From the data below, retype exactly the lines starting with the one that contains "find: banjo body" and ending with the one that contains "floral print sari", both included.

+++

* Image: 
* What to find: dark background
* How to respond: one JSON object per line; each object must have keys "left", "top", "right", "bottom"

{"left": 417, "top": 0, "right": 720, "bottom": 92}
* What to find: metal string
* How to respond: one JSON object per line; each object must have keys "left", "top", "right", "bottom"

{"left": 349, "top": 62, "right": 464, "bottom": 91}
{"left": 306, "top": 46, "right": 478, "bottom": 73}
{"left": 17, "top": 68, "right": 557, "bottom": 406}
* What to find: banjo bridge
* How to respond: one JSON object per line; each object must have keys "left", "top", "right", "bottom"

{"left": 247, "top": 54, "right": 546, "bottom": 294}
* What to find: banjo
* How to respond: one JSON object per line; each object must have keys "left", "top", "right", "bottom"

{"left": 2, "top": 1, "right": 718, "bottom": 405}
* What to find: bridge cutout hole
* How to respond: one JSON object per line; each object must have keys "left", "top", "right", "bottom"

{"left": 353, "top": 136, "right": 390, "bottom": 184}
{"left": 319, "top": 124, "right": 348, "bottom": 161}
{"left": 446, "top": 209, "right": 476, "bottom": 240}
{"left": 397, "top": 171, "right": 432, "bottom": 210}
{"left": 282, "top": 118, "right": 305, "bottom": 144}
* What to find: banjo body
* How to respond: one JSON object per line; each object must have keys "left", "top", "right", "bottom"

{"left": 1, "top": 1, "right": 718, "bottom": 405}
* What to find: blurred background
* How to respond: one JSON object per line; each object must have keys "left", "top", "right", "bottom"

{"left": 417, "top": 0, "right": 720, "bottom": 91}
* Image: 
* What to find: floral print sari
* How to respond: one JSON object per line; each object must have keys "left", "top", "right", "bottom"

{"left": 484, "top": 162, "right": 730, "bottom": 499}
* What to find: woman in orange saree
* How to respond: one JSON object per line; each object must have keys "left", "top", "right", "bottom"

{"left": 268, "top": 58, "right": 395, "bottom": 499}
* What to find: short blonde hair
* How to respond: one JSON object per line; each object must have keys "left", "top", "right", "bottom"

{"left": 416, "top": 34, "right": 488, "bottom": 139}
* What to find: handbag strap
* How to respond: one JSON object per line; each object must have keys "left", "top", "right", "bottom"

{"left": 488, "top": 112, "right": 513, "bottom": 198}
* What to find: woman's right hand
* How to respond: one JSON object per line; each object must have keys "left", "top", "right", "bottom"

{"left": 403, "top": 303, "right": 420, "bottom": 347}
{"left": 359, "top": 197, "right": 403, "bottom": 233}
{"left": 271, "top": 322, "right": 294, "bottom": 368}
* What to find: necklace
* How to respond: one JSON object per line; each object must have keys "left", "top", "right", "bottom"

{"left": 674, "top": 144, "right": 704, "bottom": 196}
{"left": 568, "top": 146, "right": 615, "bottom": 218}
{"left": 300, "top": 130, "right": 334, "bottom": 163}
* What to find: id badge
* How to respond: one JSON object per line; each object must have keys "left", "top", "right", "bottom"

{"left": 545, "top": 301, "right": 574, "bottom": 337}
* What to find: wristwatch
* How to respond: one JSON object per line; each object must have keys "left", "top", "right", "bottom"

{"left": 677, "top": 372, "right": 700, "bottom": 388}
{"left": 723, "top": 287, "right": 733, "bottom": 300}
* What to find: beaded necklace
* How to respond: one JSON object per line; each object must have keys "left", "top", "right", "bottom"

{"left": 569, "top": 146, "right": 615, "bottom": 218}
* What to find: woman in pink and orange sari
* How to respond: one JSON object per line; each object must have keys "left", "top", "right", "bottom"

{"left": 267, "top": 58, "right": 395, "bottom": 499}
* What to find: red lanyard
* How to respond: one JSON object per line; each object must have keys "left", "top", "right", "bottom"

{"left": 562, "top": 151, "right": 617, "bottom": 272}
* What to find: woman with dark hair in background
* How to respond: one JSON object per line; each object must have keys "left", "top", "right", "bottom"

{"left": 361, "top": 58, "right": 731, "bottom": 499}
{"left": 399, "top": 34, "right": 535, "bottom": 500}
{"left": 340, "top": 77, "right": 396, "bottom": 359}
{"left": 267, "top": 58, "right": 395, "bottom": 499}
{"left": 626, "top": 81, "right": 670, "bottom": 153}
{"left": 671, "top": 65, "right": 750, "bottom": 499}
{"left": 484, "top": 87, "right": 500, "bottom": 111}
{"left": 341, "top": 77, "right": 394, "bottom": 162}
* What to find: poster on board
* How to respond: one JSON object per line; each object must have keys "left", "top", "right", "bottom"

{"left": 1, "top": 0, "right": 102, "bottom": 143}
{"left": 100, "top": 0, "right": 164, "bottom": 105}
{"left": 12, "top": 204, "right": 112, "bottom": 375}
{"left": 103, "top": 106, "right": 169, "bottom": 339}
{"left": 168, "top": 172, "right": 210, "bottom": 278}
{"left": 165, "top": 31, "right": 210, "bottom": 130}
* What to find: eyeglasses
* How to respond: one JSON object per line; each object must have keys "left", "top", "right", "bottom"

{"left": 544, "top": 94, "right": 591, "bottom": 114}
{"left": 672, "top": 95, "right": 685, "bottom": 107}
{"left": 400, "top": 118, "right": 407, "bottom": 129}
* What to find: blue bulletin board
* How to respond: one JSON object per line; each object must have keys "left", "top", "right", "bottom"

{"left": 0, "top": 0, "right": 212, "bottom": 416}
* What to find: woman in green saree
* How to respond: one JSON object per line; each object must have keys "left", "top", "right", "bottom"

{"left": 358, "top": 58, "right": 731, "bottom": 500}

+++

* EXPECTED OUTPUT *
* What to find: banjo body
* How to respond: one JSON object per line; each object must have keys "left", "top", "right", "bottom"

{"left": 1, "top": 1, "right": 718, "bottom": 405}
* What to find: blurred background
* How to respond: one JSON object per line; each object must have keys "left", "top", "right", "bottom"

{"left": 417, "top": 0, "right": 720, "bottom": 91}
* Image: 
* What to find: floral print sari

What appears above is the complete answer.